(Location identification items)
===

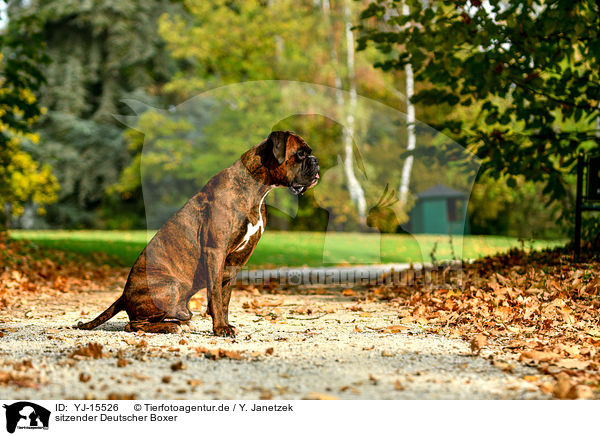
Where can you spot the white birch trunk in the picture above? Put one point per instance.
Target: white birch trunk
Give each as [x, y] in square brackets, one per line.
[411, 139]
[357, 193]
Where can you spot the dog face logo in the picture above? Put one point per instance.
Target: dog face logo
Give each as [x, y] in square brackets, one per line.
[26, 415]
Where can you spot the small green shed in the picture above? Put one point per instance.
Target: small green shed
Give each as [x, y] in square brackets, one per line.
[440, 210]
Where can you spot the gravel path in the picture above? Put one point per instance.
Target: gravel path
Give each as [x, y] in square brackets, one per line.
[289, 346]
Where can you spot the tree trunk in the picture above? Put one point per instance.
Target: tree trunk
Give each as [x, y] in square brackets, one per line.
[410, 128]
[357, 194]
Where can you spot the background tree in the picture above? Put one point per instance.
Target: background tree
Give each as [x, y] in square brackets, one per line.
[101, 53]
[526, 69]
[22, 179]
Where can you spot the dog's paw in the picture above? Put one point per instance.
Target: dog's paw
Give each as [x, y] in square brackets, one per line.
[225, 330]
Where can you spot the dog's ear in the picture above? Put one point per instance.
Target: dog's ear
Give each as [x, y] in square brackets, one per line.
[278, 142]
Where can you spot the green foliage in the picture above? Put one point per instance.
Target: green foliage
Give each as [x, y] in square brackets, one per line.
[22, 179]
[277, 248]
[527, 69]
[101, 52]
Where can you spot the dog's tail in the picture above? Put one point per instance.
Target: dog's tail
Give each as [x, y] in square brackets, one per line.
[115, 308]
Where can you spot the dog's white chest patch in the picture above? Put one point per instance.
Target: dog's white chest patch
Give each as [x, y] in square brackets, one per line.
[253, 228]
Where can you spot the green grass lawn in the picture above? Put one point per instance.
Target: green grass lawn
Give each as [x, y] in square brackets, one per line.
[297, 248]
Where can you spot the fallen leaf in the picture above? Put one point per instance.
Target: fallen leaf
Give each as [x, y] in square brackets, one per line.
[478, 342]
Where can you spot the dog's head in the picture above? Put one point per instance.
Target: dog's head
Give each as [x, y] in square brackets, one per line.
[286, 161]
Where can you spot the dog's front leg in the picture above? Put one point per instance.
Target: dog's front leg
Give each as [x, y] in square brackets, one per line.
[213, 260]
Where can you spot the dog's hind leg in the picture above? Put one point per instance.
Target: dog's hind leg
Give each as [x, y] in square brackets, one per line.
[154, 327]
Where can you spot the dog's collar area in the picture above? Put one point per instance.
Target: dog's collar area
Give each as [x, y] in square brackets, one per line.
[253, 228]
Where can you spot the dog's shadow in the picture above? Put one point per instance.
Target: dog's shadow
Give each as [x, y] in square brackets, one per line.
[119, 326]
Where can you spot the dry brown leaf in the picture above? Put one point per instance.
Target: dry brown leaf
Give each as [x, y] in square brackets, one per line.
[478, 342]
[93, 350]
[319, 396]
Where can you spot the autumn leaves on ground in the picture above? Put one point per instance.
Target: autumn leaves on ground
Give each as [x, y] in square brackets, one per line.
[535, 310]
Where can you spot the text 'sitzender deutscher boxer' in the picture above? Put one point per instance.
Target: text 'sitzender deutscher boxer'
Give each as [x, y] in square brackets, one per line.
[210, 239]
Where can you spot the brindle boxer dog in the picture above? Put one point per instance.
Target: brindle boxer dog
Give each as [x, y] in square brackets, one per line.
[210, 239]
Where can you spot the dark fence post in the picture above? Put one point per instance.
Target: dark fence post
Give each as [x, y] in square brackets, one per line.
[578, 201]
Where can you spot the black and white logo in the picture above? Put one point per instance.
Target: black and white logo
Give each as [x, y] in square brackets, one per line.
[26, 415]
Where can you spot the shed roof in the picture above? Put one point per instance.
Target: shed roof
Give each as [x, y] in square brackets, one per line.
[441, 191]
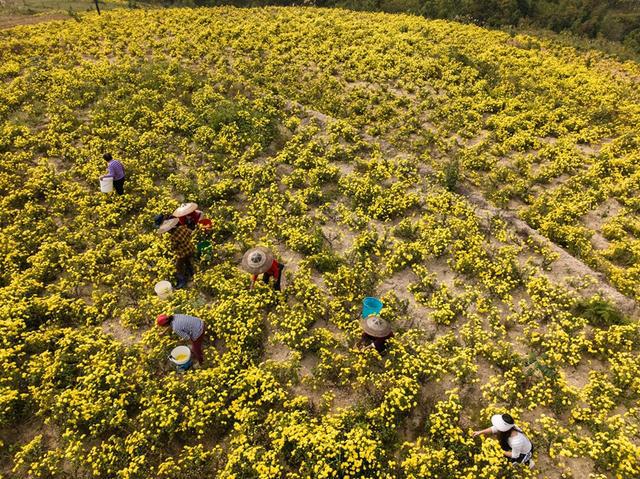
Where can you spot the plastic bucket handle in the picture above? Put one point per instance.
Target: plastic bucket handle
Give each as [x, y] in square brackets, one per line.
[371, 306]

===

◆ **Stated problem**: In the data above, find the line containing "Where can you spot the text"; from there, please write out each line through the end, exactly, with the pictures omitted.

◆ **Solution to the exercise**:
Where can you spot the text 'sitzender deutscher boxer' in the picture above? Put one point per instance.
Target: text 'sitzender deutscher boxer'
Give each as [x, y] in square brackets, one per line.
[210, 239]
Where can you spot the brindle boxer dog in the picture above? Put one point per instance.
Target: brindle boxer dog
Give each as [x, y] in square brackets, one per line.
[210, 239]
Where can you spot the dark fence post in the picture above? Put one point per instance.
Target: dark fence post
Give each as [x, y] in square brackets, one per line.
[578, 201]
Where can you spot the black and white logo in the picture above? Put one point per instance.
Target: black and white logo
Give each as [x, y] in square brackets, one per line.
[26, 415]
Where can you spot the shed roof in the picture above? Put one point per instance.
Target: shed roof
Give each as [x, y] in square brackets, one per line.
[441, 191]
Where can you spot the plastic bucket handle in the picture above? Put one point per instance.
Target: plastic bucket handle
Give each as [x, y] in square brackets, one per line.
[371, 306]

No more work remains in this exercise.